[Reading text Boundary: Start]

The movie will be presented on the occasion of International Day of Disabled Persons, 3 December, with co-director Dana Adam Shapiro in attendance.
Murderball, a film by Mr. Shapiro, Jeffrey Mandel and Henry-Alex Rubin, is about tough, highly competitive, quadriplegic rugby players. Whether by car wreck, fist fight, gun shot or rogue bacteria, these men were forced to live life sitting down. In their own version of the contact sport, they clash against each other in custom-made gladiator-like wheelchairs.
From the gyms of Middle America to the Olympic arena in Athens, Greece, Murderball tells the story of a group of world-class athletes unlike any ever shown on screen. In addition to smashing chairs, it smashes every stereotype about people with disabilities. It is a film about family, revenge, honour, sex and the triumph of love over loss. But most of all, it is a film about standing up, even after your spirit -- and your spine -- has been crushed.

[Reading text Boundary: End]

_Work instruction 1_
Print the part of the Murderball text starting at "Murderball, a film" and ending at "custom-made gladiator-like wheelchairs.".
_Work instruction 2_
In one to three sentences, explain why the Murderball text says the movie will be shown on 3 December.
_Work instruction 3_
Please write the next part of the Murderball text, picking up after its final sentence.

[Data shown Boundary: Start]

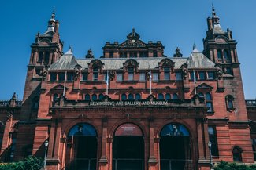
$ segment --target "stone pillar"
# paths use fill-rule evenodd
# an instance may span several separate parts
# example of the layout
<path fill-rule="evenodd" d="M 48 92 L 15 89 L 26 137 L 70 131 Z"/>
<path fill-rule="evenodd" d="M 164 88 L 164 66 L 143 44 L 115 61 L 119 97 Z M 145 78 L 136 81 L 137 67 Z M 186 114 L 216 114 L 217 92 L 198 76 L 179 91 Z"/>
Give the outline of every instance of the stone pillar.
<path fill-rule="evenodd" d="M 108 159 L 106 157 L 106 148 L 107 148 L 107 119 L 102 118 L 102 153 L 98 161 L 98 169 L 107 170 Z"/>
<path fill-rule="evenodd" d="M 149 136 L 149 145 L 150 145 L 150 157 L 148 160 L 148 169 L 155 170 L 155 166 L 157 164 L 157 159 L 155 158 L 154 154 L 154 120 L 152 118 L 149 119 L 149 126 L 150 126 L 150 136 Z"/>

[Data shown Boundary: End]

_Expected output 1_
Murderball, a film by Mr. Shapiro, Jeffrey Mandel and Henry-Alex Rubin, is about tough, highly competitive, quadriplegic rugby players. Whether by car wreck, fist fight, gun shot or rogue bacteria, these men were forced to live life sitting down. In their own version of the contact sport, they clash against each other in custom-made gladiator-like wheelchairs.

_Expected output 2_
The movie will be shown on 3 December because that date is International Day of Disabled Persons, and the screening marks that occasion.

_Expected output 3_
Quadriplegic rugby is played on a basketball court with four eight-minute quarters, during which players wheel nimbly, collide brutally, pass strategically and sometimes knock each other over to get the ball into the end zone. More mobile players handle the ball, while more impaired ones handle defensive blocking.
The documentary debunks the misconceptions many people have about quadriplegics. As the film shows, with therapy and the help of wheelchairs, quadriplegics can lead independent lives. They can drive, cook, have sex, and as the opening scene of the film illustrates, put on their pants one leg at a time, just like everyone else.
The showing of Murderball is an initiative of the Department of Economic and Social Affairs in cooperation with THINKFilm.
For further information, please contact Edoardo Bellando at the Department of Public Information, Tel.: (212) 963 8275, e-mail: bellando@un.org. For further movie information, please visit www.murderballmovie.com.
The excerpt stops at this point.